# [Objective]
Filter the listing below, keeping only the lines that contain the word "shade", and copy each of those lines. Case counts.

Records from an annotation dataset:
▼
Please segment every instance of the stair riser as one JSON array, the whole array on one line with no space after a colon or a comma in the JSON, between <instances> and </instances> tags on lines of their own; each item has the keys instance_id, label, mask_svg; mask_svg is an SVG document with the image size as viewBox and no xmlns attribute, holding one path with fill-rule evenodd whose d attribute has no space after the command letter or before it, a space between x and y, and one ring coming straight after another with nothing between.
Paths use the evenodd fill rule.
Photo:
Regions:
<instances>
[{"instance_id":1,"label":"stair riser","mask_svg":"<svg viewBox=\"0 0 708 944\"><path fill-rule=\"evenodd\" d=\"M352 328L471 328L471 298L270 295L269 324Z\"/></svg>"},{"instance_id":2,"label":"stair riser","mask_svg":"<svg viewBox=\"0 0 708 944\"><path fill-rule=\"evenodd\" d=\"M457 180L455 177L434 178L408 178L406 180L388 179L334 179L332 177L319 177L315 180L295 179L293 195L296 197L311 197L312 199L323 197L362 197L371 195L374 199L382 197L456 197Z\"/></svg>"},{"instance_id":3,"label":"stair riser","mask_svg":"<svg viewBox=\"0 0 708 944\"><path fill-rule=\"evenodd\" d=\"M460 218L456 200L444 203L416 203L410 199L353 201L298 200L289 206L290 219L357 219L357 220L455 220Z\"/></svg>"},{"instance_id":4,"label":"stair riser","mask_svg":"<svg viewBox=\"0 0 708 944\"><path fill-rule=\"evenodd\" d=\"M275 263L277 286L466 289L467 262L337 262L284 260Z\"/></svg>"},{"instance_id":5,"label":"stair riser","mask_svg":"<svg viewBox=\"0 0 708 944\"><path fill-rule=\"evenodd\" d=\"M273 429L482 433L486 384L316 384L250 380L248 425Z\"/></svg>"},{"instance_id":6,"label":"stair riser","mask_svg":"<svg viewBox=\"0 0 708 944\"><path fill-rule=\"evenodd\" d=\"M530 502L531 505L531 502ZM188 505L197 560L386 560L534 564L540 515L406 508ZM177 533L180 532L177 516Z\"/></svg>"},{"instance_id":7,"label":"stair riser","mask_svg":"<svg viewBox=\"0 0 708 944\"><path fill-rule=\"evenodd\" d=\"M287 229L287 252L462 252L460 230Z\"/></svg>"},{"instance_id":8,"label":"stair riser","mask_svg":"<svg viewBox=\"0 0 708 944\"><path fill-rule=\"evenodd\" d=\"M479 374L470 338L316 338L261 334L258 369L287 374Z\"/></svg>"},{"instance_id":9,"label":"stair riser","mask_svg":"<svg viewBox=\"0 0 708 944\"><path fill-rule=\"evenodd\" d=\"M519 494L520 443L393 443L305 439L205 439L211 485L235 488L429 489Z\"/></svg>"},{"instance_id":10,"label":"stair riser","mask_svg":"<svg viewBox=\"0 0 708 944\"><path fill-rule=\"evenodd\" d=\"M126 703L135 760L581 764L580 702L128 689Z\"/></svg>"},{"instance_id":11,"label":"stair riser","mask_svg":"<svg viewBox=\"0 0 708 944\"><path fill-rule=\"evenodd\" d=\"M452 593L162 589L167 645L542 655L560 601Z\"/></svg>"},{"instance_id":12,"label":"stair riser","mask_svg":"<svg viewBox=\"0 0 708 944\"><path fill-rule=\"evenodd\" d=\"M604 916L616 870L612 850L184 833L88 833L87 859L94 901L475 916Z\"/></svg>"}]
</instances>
▲
▼
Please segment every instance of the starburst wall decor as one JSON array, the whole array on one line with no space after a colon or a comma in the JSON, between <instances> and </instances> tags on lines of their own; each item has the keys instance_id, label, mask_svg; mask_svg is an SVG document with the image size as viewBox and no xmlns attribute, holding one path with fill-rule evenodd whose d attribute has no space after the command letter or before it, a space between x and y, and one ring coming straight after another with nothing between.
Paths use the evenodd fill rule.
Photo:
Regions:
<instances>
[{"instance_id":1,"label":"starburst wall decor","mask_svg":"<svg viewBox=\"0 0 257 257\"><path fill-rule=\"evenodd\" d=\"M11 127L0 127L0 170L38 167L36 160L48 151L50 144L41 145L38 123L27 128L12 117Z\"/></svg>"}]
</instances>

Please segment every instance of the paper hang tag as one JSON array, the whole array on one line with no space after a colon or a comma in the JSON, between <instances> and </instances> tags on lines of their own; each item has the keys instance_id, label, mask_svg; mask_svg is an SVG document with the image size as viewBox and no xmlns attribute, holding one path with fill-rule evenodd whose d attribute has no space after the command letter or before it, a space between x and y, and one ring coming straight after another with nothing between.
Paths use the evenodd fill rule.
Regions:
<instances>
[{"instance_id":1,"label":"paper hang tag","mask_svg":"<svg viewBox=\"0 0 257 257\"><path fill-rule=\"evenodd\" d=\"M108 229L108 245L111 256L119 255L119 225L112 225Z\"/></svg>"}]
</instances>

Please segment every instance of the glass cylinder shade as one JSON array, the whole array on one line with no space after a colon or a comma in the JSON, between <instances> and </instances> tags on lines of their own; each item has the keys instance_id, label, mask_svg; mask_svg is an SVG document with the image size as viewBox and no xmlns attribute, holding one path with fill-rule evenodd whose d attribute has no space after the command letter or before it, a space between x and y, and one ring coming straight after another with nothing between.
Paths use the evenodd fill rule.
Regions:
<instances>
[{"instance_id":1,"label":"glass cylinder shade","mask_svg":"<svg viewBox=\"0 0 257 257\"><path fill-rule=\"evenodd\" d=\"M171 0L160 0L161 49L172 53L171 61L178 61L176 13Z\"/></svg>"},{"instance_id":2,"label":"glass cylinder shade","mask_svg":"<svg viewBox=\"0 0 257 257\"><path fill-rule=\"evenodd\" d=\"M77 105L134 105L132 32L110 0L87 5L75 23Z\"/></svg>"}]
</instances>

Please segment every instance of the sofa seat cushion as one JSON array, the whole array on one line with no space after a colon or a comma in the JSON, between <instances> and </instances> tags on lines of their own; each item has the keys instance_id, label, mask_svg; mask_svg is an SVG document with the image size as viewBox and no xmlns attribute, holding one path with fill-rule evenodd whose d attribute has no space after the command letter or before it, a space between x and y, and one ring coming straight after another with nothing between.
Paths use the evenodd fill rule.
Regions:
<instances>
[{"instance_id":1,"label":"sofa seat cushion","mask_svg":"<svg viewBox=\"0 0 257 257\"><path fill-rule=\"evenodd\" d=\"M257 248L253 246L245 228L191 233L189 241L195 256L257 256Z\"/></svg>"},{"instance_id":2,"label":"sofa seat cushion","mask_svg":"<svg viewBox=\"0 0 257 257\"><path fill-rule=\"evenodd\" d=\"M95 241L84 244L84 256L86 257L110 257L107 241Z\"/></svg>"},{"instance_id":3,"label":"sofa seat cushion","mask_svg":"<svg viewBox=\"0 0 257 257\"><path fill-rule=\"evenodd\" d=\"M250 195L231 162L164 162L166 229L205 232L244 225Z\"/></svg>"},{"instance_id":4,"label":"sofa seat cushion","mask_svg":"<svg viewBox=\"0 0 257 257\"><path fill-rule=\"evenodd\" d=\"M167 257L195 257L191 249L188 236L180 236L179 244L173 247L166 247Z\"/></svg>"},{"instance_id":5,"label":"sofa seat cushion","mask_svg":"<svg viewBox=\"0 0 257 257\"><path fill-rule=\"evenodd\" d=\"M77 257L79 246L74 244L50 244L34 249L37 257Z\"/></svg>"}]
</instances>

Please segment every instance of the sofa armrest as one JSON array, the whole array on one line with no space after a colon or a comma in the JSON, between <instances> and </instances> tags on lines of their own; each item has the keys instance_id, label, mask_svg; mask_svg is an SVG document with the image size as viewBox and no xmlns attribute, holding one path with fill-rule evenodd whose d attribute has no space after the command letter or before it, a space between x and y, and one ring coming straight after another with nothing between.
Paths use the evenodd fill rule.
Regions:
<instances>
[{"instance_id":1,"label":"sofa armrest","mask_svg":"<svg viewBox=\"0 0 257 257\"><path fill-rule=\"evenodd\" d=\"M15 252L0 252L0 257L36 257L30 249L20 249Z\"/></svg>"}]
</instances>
▲
# [Written reply]
Please segment every instance of the glass cylinder shade as one JSON array, the whole array on one line with no space after a colon or a comma in the JSON, between <instances> and </instances> tags on lines of their own; each item has the keys instance_id, label, mask_svg; mask_svg is an SVG document with the image size as viewBox and no xmlns attribute, holding one path with fill-rule evenodd whose d attribute has no space after the command letter or before it, a space between x and y, and one ring coming straight after another with nothing between.
[{"instance_id":1,"label":"glass cylinder shade","mask_svg":"<svg viewBox=\"0 0 257 257\"><path fill-rule=\"evenodd\" d=\"M171 0L160 0L161 49L172 53L171 61L178 61L176 13Z\"/></svg>"},{"instance_id":2,"label":"glass cylinder shade","mask_svg":"<svg viewBox=\"0 0 257 257\"><path fill-rule=\"evenodd\" d=\"M77 105L134 105L132 32L110 0L87 5L75 23Z\"/></svg>"}]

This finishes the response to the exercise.